Extracted text:
Mormons make $2.9M offer for Boy Scouts’ land
By Gordon Fraser
CNHI News Service
KINGSTON, N.H.— The Mormon
church has expressed interest in purchasing the 125-acre Lone Tree Reservation
Boy Scout Camp for $2.9 million, a move that would allow the church to establish
a permanent girls camp at the location.
“The Mormon church has made it very clear that they intend to buy a property in
Southern New Hampshire for a girls camp,” said Randy Larson, an executive for
the Yankee Clipper Council, the Boy Scout organization that owns the camp.
The proposal, which is not yet a formal offer, would allow Boy Scouts to use the
camp for two weeks each summer and on weekends throughout the year.
Larson said the Yankee Clipper Council has received offers to purchase its
properties in the recent past, although it has not pursued them. The council
owns three camps — in Raymond, Northwood and Kingston — and two office buildings
in Massachusetts, one in Haverhill and one in Middleton.
While Larson said the council does not face undue financial pressure to sell the
property — the organization has had a balanced budget for the past two years —
he did say that many nonprofit organizations have found it increasingly
difficult to meet budgetary needs.
“Finances are tight. It’s tough out there right now,” he said. “It’s not easy
right now for organizations, or businesses for that matter.”
Beyond that, he said, the offer of $2.9 million is reasonable for the property
in question.
In a recent press release, the Yankee Clipper Council wrote that the price was
“the highest and best use appraised value for the property, according to an
independent appraisal authorized by (the council) and conducted earlier this
year.”
Larson said the inquiry, and the $2.9 million figure, came directly from the
Mormon church’s central office in Salt Lake City.
The church, known formally as The Church of Jesus Christ of Latter-day Saints,
is a major supporter of the Boy Scouts of America at the national level. In
December 2005, nearly 400,000 of the 2.9 million youths enrolled in Boy Scouts,
or about 13.5 percent, were members of the Mormon church, according to
information provided by the church.
And the relationship between the two organizations dates back to 1911, only a
year after Boy Scouts of America was formed, according to church documents.
The Mormon church has 8,088 members in New Hampshire, spread throughout 19
congregations, according to the church.
In Kingston, Larson said, the church rents the Lone Tree camp periodically for
the church’s girls camping programs.
“The Mormon church has rented it from us,” he said. “That’s probably one reason
why they’ve inquired (about the property).”
The Yankee Clipper Council — with its 8,600 children and 4,000 adult leaders in
52 Massachusetts and New Hampshire communities — isn’t the only nonprofit
organization to consider selling properties in recent years.
The Spar and Spindle Council Inc., a Girl Scouts of America group based in North
Andover, Mass., is in the process of selling 10 house lots from a 300-acre camp
in Pelham to a real estate developer.
“It’s just a hard time for not-for-profits,” said Judy Wise, Spar and Spindle’s
chief executive officer. “I think the economy is a big piece of it. Donations
are slim for us.”
Wise’s organization owns five camps, as well as one office building. She said
she hopes the sale of the 10 house lots — each roughly one acre in size — will
allow Spar and Spindle to maintain the rest of its properties for some time to
come.
But the decision to move forward with the sale was a difficult one, she said.

Provided data:
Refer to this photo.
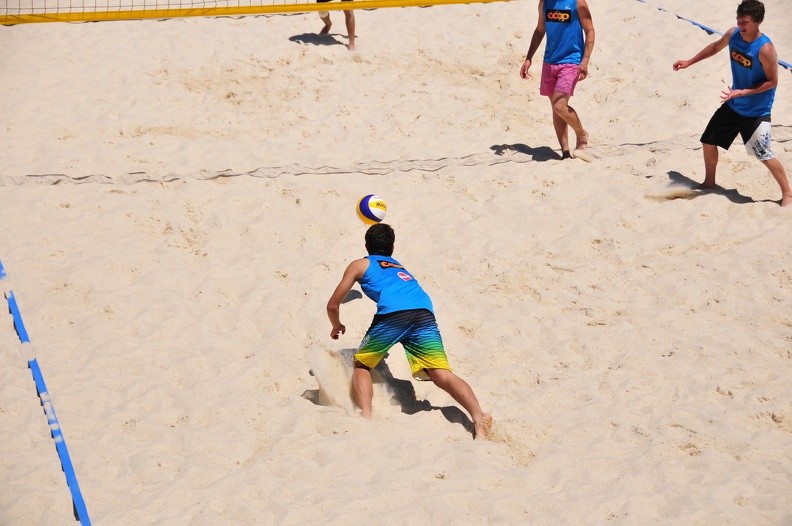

What is required: Copy out the passage of the article above about the offer for the Boy Scout camp, starting at "The church, known" and ending at "to church documents.".

Result for this task:
The church, known formally as The Church of Jesus Christ of Latter-day Saints,
is a major supporter of the Boy Scouts of America at the national level. In
December 2005, nearly 400,000 of the 2.9 million youths enrolled in Boy Scouts,
or about 13.5 percent, were members of the Mormon church, according to
information provided by the church.
And the relationship between the two organizations dates back to 1911, only a
year after Boy Scouts of America was formed, according to church documents.